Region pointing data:
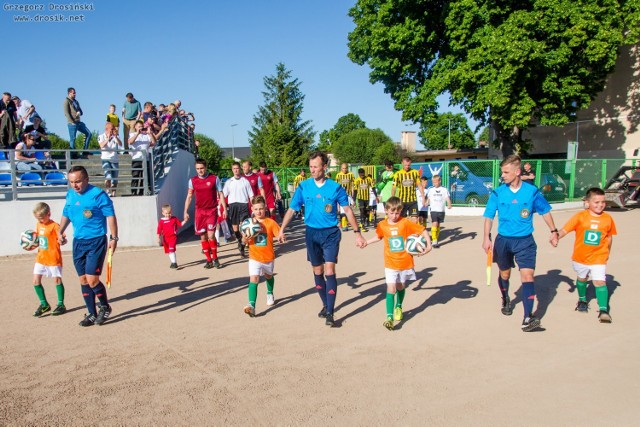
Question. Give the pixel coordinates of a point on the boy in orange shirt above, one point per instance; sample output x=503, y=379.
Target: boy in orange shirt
x=594, y=235
x=48, y=260
x=261, y=254
x=397, y=262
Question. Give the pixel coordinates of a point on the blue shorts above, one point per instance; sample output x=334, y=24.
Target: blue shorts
x=323, y=245
x=88, y=255
x=522, y=249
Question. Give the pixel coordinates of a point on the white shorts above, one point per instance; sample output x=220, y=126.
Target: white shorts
x=596, y=271
x=399, y=276
x=260, y=269
x=47, y=270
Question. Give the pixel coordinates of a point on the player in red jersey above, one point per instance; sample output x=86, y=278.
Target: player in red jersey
x=271, y=188
x=208, y=192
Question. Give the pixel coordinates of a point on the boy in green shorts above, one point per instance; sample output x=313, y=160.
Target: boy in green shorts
x=594, y=235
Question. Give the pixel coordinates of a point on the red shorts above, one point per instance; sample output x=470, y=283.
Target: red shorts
x=205, y=220
x=169, y=243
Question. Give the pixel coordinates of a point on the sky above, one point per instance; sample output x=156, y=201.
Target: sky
x=213, y=56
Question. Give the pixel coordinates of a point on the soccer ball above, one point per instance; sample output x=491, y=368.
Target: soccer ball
x=250, y=227
x=415, y=244
x=29, y=240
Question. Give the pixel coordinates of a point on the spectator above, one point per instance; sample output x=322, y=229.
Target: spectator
x=131, y=112
x=7, y=120
x=139, y=144
x=109, y=144
x=73, y=112
x=25, y=155
x=25, y=113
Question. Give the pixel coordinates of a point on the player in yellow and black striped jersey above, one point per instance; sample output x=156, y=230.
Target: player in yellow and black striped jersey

** INSTRUCTIONS FOR THE TASK **
Every entry should come back exactly as written, only without images.

** TASK OUTPUT **
Question. Give the pixel coordinates of a point on the boy in orange shirt above, one point per instance; sample output x=503, y=379.
Target: boy in orange shirt
x=594, y=235
x=48, y=260
x=261, y=254
x=397, y=262
Question. Give the pixel coordinates of a point on the blue shorts above, one point per instance; sample output x=334, y=24.
Target: blue shorts
x=323, y=245
x=88, y=255
x=522, y=249
Question. Give the pixel coordinates of a point on the white shorts above, one point per instance; sample output x=220, y=126.
Target: white shorts
x=596, y=271
x=399, y=276
x=260, y=269
x=47, y=270
Question. Give the pixel coordinates of a point on the player in red jersey above, one point per instance; sample output x=86, y=278.
Target: player in red jersey
x=271, y=188
x=208, y=192
Question. Give the pixel coordinates of a point on the boy in green shorts above, one point per instance; sample output x=313, y=160.
Target: boy in green shorts
x=594, y=235
Question. Give the pixel coordinates of a point on the red shorts above, one point per instance; sample output x=470, y=283.
Target: red shorts
x=205, y=220
x=169, y=243
Question. Give the pixel coordinates of a point on the sky above, one point per instance; sample output x=156, y=201.
Target: sky
x=213, y=56
Question. Give the pixel coordinates of a point on the soccer ball above, one point per instance; sample output x=491, y=368.
Target: soccer ball
x=250, y=227
x=415, y=244
x=29, y=240
Question. Give the pixel coordinates of a point on the spectator above, one point per instance; sample output x=322, y=229.
Target: spectator
x=131, y=112
x=7, y=120
x=139, y=144
x=109, y=144
x=73, y=112
x=25, y=155
x=25, y=113
Question. Give the pixel coordinates of a point on the player in yellow and black striped jersey above, one point per instance; sample output x=156, y=230.
Target: player in yellow and black striped jersey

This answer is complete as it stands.